*LISTED ENTRIES*.
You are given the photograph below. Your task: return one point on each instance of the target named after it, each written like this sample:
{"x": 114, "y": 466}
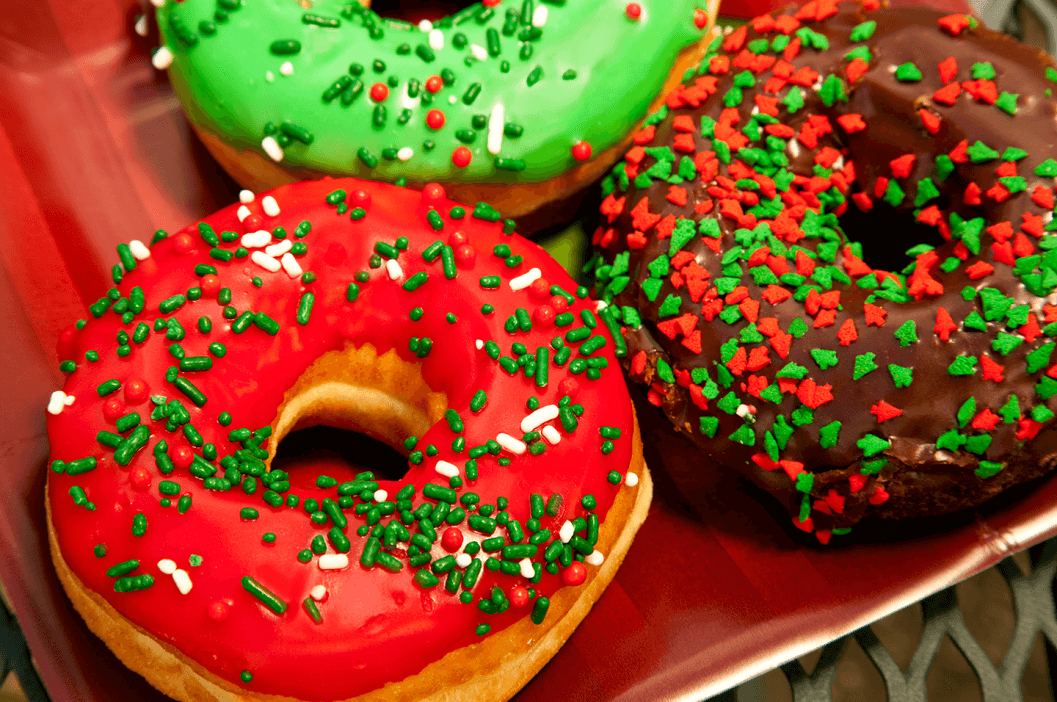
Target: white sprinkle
{"x": 265, "y": 261}
{"x": 291, "y": 265}
{"x": 256, "y": 239}
{"x": 540, "y": 416}
{"x": 526, "y": 279}
{"x": 447, "y": 469}
{"x": 183, "y": 582}
{"x": 272, "y": 148}
{"x": 140, "y": 251}
{"x": 279, "y": 248}
{"x": 407, "y": 102}
{"x": 333, "y": 561}
{"x": 271, "y": 206}
{"x": 496, "y": 128}
{"x": 56, "y": 403}
{"x": 162, "y": 58}
{"x": 511, "y": 444}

*TASK GOAL*.
Print the listing above verbatim, line for line, omitting the picture.

*CORRECT ANSWER*.
You are given the photograph below. Your task: return one point on each instance of the target named after it, each written like this sample:
{"x": 114, "y": 466}
Target: white sprinkle
{"x": 265, "y": 261}
{"x": 291, "y": 265}
{"x": 256, "y": 239}
{"x": 540, "y": 416}
{"x": 526, "y": 279}
{"x": 447, "y": 469}
{"x": 183, "y": 582}
{"x": 272, "y": 148}
{"x": 140, "y": 251}
{"x": 279, "y": 248}
{"x": 407, "y": 102}
{"x": 333, "y": 561}
{"x": 271, "y": 206}
{"x": 496, "y": 128}
{"x": 56, "y": 403}
{"x": 162, "y": 58}
{"x": 511, "y": 444}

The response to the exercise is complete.